• [Goal of the exercise]:
Rewrite each of the items below, replacing every occurrence of "analyst" with "reviewer" and leaving all other text unchanged.
==================================================
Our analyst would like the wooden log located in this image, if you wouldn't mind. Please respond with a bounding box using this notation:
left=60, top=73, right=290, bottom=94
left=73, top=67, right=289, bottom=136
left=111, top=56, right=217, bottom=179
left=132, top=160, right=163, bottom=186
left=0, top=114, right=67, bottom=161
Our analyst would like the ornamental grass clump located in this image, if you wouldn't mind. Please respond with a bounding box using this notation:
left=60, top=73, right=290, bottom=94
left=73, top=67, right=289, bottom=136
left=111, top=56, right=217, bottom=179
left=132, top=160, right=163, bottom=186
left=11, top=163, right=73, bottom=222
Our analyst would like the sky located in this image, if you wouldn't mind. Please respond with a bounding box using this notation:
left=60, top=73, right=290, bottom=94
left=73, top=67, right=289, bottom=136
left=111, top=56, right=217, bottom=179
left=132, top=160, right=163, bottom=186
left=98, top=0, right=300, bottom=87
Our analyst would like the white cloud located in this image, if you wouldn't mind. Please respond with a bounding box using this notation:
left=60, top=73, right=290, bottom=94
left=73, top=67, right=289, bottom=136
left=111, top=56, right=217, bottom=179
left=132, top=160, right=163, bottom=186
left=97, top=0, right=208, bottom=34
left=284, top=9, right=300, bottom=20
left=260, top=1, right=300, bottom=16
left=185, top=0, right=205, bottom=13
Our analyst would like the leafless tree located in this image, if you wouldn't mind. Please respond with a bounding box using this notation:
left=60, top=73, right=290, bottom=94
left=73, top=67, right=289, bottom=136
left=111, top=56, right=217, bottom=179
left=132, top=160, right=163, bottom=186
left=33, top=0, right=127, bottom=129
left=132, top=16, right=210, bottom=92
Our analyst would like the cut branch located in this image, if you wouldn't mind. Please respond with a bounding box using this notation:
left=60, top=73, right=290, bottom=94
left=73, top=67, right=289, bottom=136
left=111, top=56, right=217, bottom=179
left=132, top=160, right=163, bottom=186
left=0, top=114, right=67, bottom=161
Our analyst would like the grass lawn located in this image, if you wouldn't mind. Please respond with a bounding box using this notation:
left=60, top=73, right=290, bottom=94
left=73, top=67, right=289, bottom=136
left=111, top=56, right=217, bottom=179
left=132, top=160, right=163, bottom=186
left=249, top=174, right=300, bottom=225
==================================================
• [Output of the task]:
Our reviewer would like the wooden log located in this image, if you wouldn't mind. Please respond with a bounding box using this notation:
left=60, top=73, right=290, bottom=94
left=73, top=67, right=289, bottom=136
left=111, top=56, right=217, bottom=179
left=132, top=160, right=163, bottom=186
left=0, top=114, right=67, bottom=161
Our reviewer would like the ornamental grass clump located in this image, if you wouldn't mind. Please respond with a bounding box using this notation:
left=60, top=73, right=290, bottom=94
left=73, top=67, right=289, bottom=136
left=111, top=56, right=217, bottom=179
left=132, top=160, right=163, bottom=186
left=11, top=163, right=73, bottom=222
Our reviewer would like the sky located in this image, if you wouldn't mind. Please respond with a bounding box using this notation:
left=60, top=73, right=290, bottom=94
left=73, top=67, right=289, bottom=136
left=111, top=56, right=217, bottom=179
left=132, top=160, right=163, bottom=186
left=98, top=0, right=300, bottom=87
Our reviewer would like the white cloud located in this image, if you wouldn't mind. Please respond with a bounding box using this notation:
left=60, top=73, right=290, bottom=94
left=73, top=67, right=289, bottom=136
left=111, top=56, right=217, bottom=179
left=132, top=160, right=163, bottom=186
left=97, top=0, right=208, bottom=34
left=284, top=9, right=300, bottom=20
left=260, top=1, right=300, bottom=16
left=185, top=0, right=205, bottom=13
Our reviewer would like the leafless tree located in this image, if you wouldn't mind. Please respond with a bounding box using this notation:
left=60, top=73, right=290, bottom=94
left=73, top=67, right=289, bottom=136
left=111, top=56, right=217, bottom=179
left=132, top=160, right=163, bottom=186
left=33, top=0, right=127, bottom=129
left=132, top=16, right=210, bottom=92
Our reviewer would like the cut branch located in this image, if you wouldn't mind. Please respond with a bounding box using this notation:
left=60, top=73, right=290, bottom=94
left=73, top=67, right=289, bottom=136
left=111, top=56, right=217, bottom=179
left=132, top=160, right=163, bottom=186
left=0, top=114, right=67, bottom=161
Our reviewer would like the grass lawn located in this image, if you wouldn't mind. Please respond with a bounding box using this notation:
left=60, top=73, right=290, bottom=94
left=73, top=67, right=289, bottom=136
left=111, top=56, right=217, bottom=179
left=132, top=160, right=163, bottom=186
left=249, top=174, right=300, bottom=225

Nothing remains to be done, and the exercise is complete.